--- Natural-language object grounding data ---
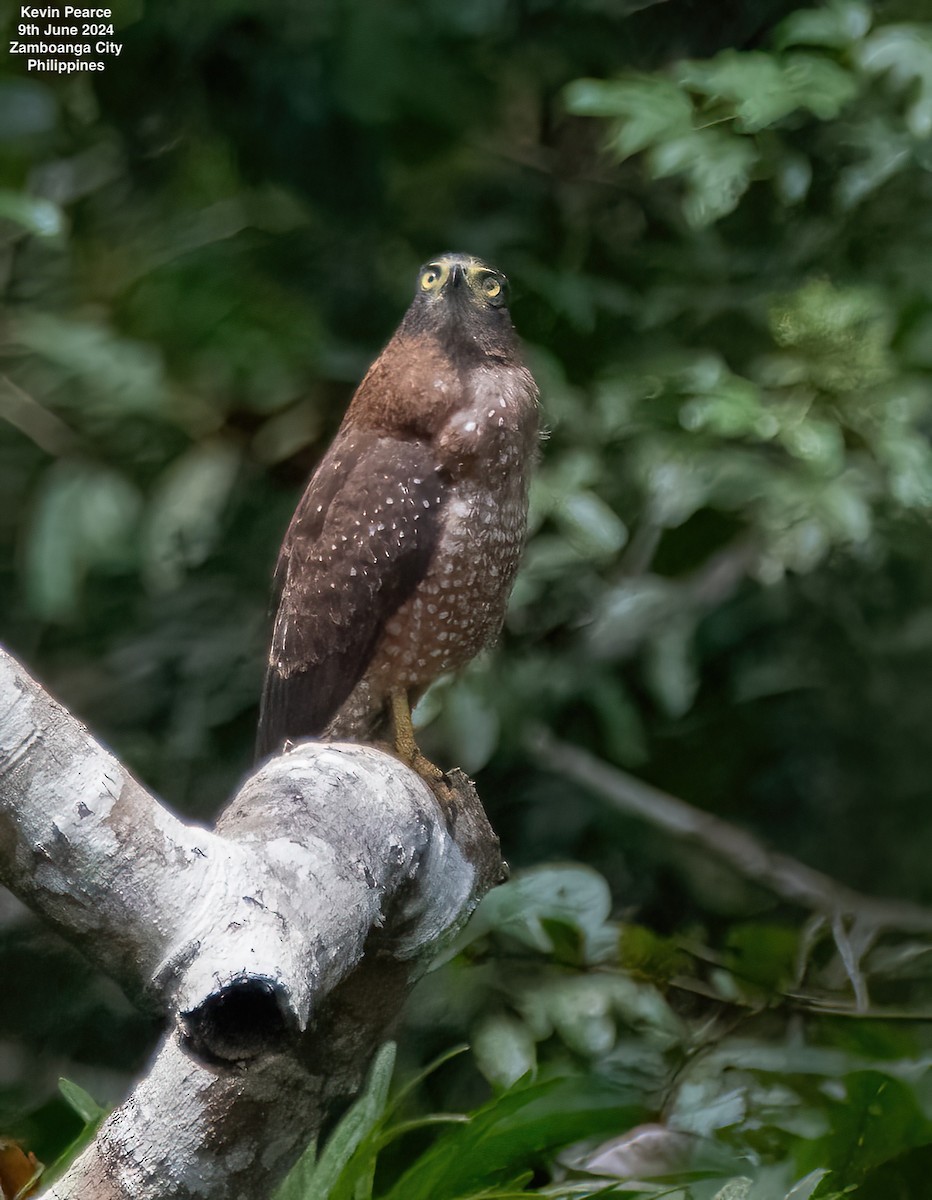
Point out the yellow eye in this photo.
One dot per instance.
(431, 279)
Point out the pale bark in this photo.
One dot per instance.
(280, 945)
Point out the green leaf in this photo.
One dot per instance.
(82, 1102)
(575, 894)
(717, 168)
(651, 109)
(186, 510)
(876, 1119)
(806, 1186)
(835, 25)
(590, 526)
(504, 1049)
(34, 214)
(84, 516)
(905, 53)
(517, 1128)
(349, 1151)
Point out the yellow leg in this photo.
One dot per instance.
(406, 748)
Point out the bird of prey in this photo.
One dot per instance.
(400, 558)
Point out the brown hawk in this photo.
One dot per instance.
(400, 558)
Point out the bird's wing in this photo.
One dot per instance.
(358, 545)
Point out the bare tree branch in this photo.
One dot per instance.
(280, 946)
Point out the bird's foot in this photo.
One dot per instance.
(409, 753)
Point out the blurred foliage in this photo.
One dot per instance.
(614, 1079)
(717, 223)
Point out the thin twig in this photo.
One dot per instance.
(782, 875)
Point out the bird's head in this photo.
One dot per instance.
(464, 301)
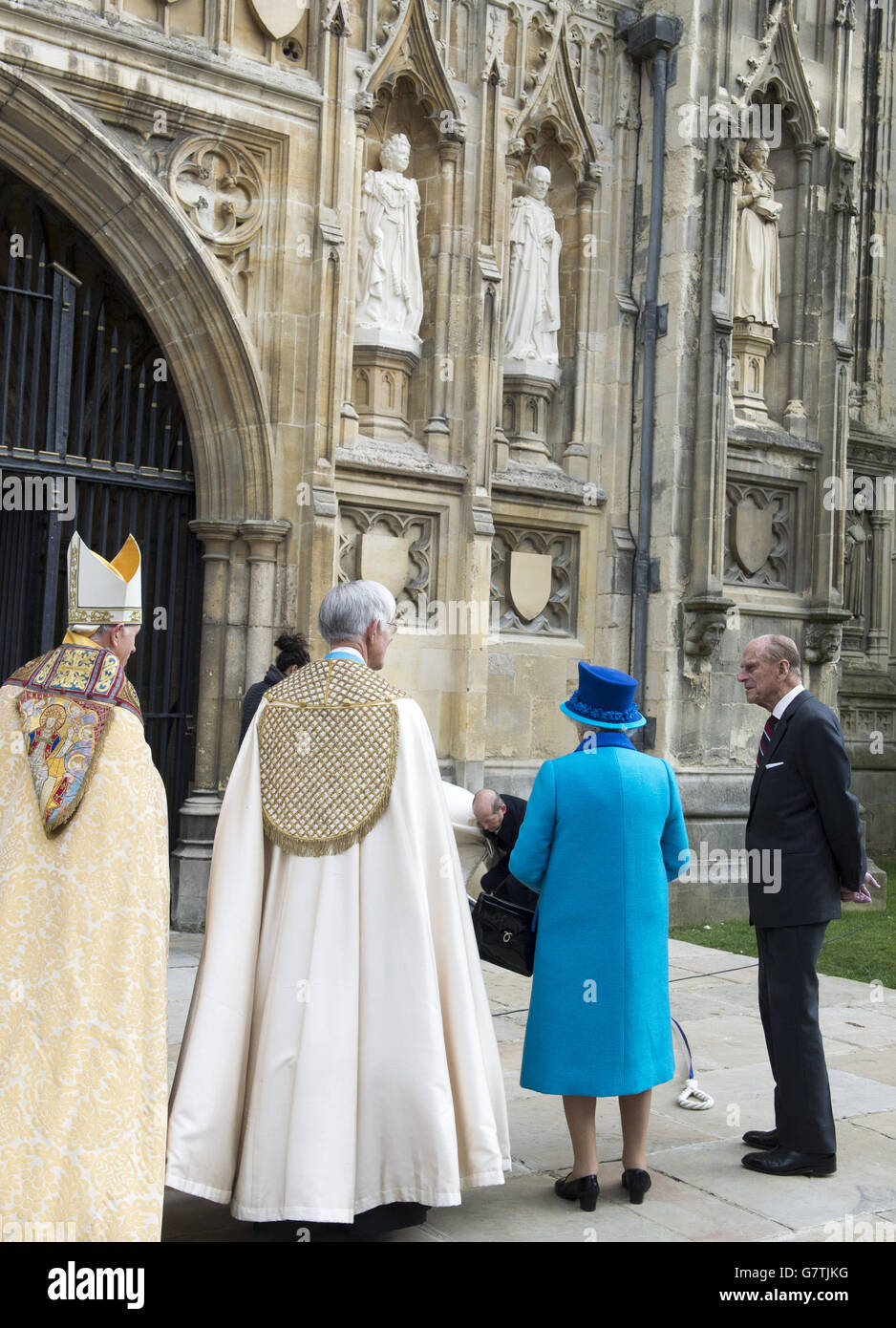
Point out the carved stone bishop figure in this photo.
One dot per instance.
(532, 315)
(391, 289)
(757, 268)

==

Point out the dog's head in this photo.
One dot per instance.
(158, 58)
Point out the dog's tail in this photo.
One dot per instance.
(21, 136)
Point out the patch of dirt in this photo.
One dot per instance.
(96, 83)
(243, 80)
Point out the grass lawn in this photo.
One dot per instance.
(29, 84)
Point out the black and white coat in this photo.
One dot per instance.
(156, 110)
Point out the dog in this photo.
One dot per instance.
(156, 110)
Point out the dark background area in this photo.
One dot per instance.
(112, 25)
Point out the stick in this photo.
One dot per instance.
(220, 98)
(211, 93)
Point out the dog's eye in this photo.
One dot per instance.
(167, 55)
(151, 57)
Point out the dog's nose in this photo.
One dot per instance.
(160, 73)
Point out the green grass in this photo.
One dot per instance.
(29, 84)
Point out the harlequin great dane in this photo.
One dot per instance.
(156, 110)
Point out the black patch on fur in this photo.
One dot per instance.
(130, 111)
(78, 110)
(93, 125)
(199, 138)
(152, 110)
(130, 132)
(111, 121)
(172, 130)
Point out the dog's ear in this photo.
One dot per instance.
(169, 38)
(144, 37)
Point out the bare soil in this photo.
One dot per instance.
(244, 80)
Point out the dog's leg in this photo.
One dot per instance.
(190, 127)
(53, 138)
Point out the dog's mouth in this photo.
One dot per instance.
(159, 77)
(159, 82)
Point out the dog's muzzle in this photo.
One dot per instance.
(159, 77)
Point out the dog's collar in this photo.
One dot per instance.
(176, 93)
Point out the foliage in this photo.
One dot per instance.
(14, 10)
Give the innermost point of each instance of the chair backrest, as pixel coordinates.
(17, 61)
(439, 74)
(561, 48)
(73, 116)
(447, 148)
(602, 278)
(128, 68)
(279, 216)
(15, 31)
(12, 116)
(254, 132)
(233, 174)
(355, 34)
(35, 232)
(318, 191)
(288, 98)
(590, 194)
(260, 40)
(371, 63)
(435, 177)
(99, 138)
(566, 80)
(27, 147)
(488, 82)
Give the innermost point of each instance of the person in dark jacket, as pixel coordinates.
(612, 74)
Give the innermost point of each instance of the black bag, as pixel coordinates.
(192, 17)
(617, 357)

--- Task ---
Work through the records above and count the lines that hold the string "head". Please give only that figure.

--- Solution for this problem ---
2